- ABOUT THIS TASK:
Please copy out the part of the FishPass questions that opens with the words containing "Why was the" and closes with "River’s trout fishery?".

- EXTRACT:

How well, and how wil, this FishPass work? 

Will the engineering design  be “patented” or “copyrighted” and available for purchase?  Will an individual benefit financially?

Shareholder values apparently are a large consideration, why not city residents and taxpayer values?

Who were these shareholders and whom did they represent?

Who in the city made the decision to buy in to the project and bring it to the City commission?

Did the city accept the proposal or buy into the whole project, funding and all?

Why was the Fish Passage idea not shared with the public before it went to the City Commission and DDA ?

How much is Traverse City contributing to the Fish Passage?

Who pays for maintenance, and who manages and oversees this complicated process?

What about overall assessments of toxic sediments behind the dam, and how will that be cleaned up? Who pays for that?

If the Fish Passage is supposed to be for research who is pushing to have this first experiment here with the Boardman/Ottaway River’s trout fishery?

What about control of lighting and noise?

- RECORDS PROVIDED:
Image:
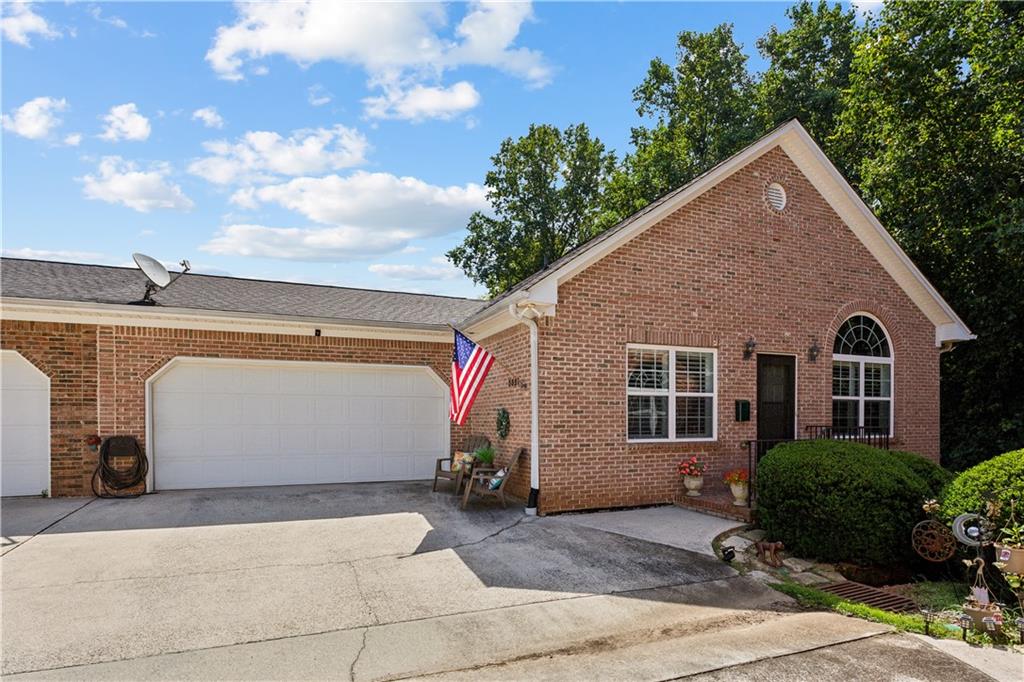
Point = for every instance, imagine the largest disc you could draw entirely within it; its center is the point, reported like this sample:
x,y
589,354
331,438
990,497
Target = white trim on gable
x,y
542,289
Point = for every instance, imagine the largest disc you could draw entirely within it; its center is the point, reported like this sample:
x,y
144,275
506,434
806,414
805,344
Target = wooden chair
x,y
479,483
473,443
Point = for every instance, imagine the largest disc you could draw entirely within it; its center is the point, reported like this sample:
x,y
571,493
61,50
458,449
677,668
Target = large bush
x,y
840,501
1000,477
934,476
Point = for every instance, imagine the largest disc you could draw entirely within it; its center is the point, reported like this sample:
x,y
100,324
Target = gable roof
x,y
39,280
542,287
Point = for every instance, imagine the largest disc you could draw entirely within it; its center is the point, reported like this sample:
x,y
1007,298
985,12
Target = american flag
x,y
470,365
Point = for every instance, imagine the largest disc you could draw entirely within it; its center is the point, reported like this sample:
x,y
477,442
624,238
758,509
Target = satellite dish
x,y
153,269
155,272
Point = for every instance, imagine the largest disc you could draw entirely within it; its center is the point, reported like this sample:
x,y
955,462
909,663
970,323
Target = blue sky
x,y
333,142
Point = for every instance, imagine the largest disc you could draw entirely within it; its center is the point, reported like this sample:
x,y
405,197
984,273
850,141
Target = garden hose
x,y
110,480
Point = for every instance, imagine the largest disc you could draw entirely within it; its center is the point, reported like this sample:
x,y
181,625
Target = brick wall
x,y
723,268
98,375
507,386
66,353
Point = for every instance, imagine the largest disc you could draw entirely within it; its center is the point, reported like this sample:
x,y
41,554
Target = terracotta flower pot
x,y
693,485
740,493
1011,557
979,613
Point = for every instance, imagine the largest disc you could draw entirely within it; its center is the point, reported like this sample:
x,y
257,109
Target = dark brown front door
x,y
776,396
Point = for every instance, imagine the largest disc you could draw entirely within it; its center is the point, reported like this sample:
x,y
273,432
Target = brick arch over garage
x,y
66,353
130,355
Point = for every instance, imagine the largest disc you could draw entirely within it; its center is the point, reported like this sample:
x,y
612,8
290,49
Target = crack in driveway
x,y
366,629
262,566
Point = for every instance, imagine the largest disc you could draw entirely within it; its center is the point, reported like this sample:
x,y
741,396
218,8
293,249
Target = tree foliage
x,y
696,113
808,68
921,109
544,189
933,132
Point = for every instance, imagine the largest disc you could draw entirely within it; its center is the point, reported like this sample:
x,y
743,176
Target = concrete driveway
x,y
363,582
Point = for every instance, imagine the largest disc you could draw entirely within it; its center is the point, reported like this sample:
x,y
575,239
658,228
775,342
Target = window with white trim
x,y
862,378
671,393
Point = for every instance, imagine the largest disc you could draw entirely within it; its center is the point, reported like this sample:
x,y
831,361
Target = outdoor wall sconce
x,y
749,348
813,351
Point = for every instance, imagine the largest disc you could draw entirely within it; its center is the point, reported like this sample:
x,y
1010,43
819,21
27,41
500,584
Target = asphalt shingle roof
x,y
103,284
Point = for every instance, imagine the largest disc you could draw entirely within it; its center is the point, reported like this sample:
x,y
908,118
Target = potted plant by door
x,y
739,483
692,472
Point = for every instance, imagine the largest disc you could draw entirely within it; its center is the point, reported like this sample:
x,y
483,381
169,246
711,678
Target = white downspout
x,y
528,316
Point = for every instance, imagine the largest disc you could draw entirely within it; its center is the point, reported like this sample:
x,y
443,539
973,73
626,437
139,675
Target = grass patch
x,y
939,595
817,599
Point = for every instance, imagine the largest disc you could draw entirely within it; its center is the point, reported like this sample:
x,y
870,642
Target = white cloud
x,y
116,22
50,254
399,45
258,156
441,270
36,118
421,101
209,117
19,23
124,122
374,201
120,181
318,95
366,214
307,244
487,33
119,23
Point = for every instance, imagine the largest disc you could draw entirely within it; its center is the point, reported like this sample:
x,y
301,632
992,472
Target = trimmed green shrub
x,y
934,476
1000,477
839,501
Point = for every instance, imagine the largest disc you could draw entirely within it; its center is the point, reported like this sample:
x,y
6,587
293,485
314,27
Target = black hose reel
x,y
122,469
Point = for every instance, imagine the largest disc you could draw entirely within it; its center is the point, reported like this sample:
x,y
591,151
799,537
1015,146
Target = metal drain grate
x,y
865,594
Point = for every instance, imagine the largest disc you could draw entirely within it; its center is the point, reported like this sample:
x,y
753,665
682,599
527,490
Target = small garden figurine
x,y
692,472
739,483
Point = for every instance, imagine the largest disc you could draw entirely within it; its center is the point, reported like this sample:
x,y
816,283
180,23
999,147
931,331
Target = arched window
x,y
862,378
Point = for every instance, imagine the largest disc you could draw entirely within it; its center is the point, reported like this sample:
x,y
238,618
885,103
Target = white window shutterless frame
x,y
862,384
672,393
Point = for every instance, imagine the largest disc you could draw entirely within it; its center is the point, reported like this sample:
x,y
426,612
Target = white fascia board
x,y
165,317
851,208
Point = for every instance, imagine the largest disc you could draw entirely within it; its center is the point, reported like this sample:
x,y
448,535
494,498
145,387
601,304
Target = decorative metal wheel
x,y
969,528
933,541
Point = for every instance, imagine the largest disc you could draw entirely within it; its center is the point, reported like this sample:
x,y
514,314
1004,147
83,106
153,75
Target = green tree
x,y
809,68
544,189
698,112
934,122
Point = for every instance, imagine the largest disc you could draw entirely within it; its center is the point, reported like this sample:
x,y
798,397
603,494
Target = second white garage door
x,y
226,423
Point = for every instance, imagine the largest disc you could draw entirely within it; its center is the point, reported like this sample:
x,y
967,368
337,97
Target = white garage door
x,y
222,423
25,418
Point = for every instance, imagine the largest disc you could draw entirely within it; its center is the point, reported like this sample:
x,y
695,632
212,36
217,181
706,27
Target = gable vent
x,y
776,196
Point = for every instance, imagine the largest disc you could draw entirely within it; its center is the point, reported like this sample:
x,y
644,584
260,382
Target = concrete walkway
x,y
670,525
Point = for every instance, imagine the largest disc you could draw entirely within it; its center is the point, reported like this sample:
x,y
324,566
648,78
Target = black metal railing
x,y
869,436
759,448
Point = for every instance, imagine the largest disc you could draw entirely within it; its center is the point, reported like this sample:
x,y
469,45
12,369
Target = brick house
x,y
762,301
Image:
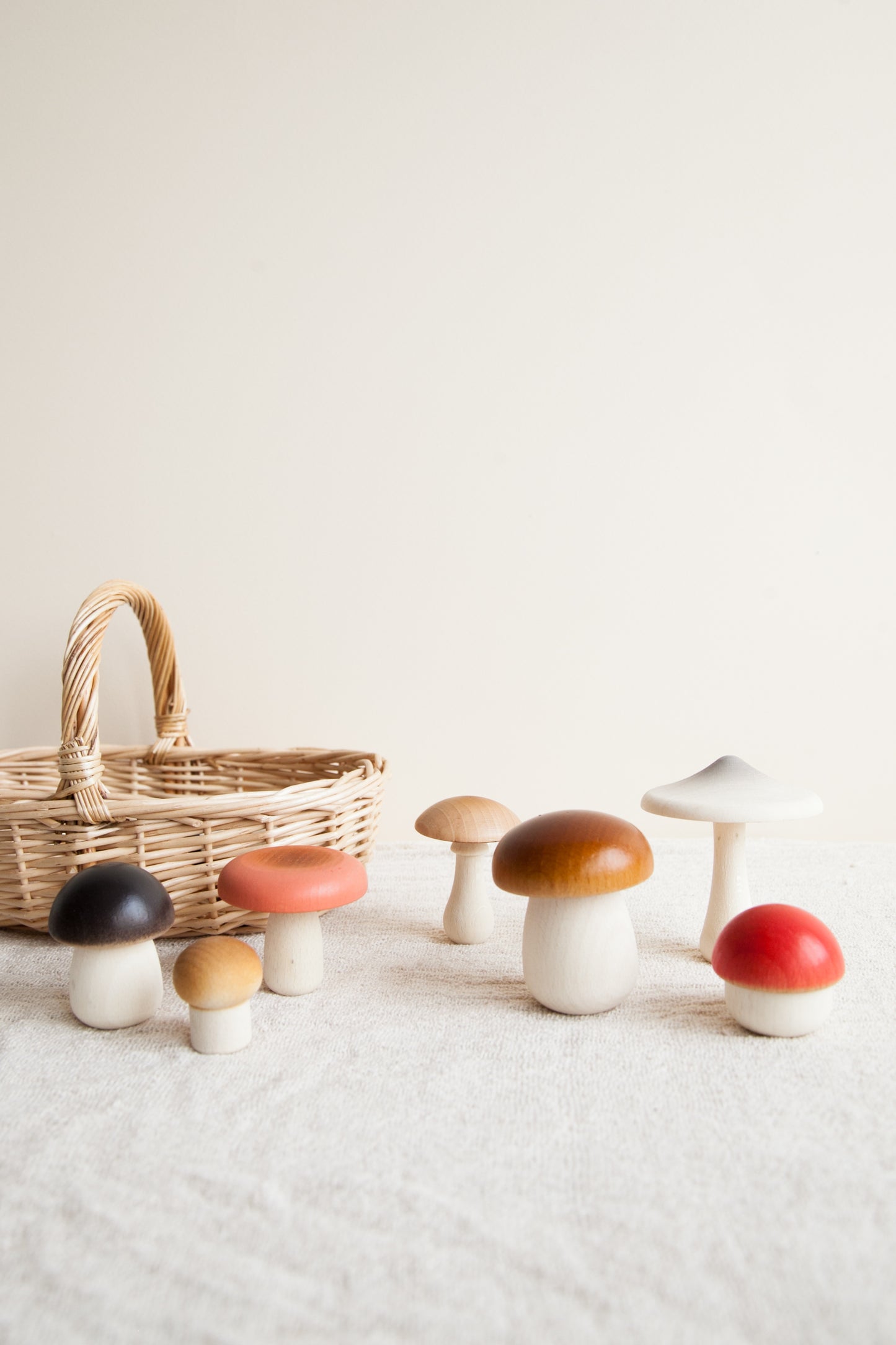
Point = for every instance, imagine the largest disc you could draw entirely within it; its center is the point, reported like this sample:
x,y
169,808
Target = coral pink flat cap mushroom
x,y
289,878
779,949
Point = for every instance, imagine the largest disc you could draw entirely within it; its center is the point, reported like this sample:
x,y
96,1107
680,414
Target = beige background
x,y
508,388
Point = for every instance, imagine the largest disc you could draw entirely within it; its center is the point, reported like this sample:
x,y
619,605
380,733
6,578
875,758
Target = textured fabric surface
x,y
418,1151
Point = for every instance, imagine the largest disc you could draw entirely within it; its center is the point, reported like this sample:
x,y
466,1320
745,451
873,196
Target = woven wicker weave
x,y
176,811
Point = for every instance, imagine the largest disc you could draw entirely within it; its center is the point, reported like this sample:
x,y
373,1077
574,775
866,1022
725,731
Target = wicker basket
x,y
179,813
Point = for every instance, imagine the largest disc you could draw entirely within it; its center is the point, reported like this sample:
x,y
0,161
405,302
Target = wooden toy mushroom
x,y
471,823
730,793
293,883
579,954
110,914
779,966
218,977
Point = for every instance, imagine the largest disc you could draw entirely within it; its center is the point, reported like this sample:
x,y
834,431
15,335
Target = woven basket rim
x,y
186,806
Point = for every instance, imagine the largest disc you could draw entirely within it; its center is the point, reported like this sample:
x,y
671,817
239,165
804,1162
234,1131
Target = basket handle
x,y
79,759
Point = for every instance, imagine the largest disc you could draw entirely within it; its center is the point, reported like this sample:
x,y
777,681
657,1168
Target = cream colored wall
x,y
504,387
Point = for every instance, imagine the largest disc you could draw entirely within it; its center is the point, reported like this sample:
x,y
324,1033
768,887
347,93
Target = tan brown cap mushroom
x,y
571,854
466,820
216,973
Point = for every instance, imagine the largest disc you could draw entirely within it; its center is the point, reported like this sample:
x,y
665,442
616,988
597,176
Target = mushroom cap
x,y
284,878
779,949
571,854
730,790
108,904
216,973
466,820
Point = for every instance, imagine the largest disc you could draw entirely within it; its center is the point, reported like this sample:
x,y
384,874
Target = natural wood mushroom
x,y
471,823
218,977
109,915
579,953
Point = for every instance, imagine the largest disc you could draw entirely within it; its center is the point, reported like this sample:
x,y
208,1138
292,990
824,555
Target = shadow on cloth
x,y
688,1012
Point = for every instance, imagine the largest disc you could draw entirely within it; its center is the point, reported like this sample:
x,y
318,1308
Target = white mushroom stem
x,y
779,1014
579,954
293,953
468,915
220,1032
730,892
116,985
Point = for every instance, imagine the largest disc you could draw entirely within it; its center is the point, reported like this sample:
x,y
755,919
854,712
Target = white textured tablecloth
x,y
418,1151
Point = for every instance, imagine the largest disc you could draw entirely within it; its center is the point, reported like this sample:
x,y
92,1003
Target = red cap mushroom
x,y
293,883
779,965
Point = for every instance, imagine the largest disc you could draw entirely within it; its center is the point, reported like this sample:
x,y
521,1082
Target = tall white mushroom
x,y
730,794
471,823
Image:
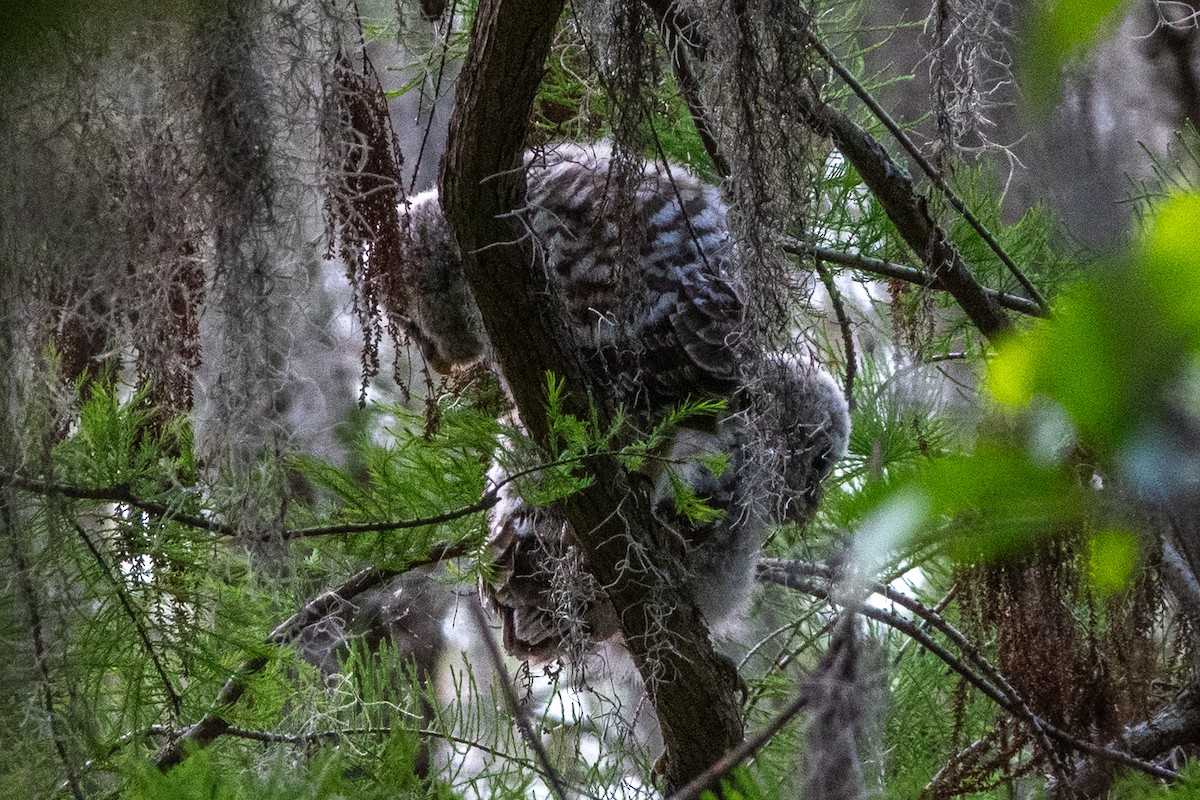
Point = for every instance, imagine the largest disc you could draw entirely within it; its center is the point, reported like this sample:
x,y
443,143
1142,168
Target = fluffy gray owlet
x,y
641,264
642,268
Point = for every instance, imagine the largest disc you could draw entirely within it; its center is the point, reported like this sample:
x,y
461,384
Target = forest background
x,y
244,523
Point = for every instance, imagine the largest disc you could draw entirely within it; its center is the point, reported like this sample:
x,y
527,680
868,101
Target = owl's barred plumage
x,y
643,268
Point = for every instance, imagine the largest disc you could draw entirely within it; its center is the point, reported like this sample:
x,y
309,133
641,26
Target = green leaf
x,y
1113,558
1060,31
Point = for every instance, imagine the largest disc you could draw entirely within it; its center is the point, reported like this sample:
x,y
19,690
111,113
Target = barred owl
x,y
643,271
640,263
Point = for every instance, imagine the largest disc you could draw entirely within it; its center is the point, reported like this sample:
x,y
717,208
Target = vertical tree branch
x,y
690,686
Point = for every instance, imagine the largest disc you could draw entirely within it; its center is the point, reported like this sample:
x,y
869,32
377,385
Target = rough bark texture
x,y
693,689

- ANSWER AREA:
Why was the Fish Passage idea not shared with the public before it went to the City Commission and DDA ?

How much is Traverse City contributing to the Fish Passage?

Who pays for maintenance, and who manages and oversees this complicated process?

What about overall assessments of toxic sediments behind the dam, and how will that be cleaned up? Who pays for that?

If the Fish Passage is supposed to be for research who is pushing to have this first experiment here with the Boardman/Ottaway River’s trout fishery?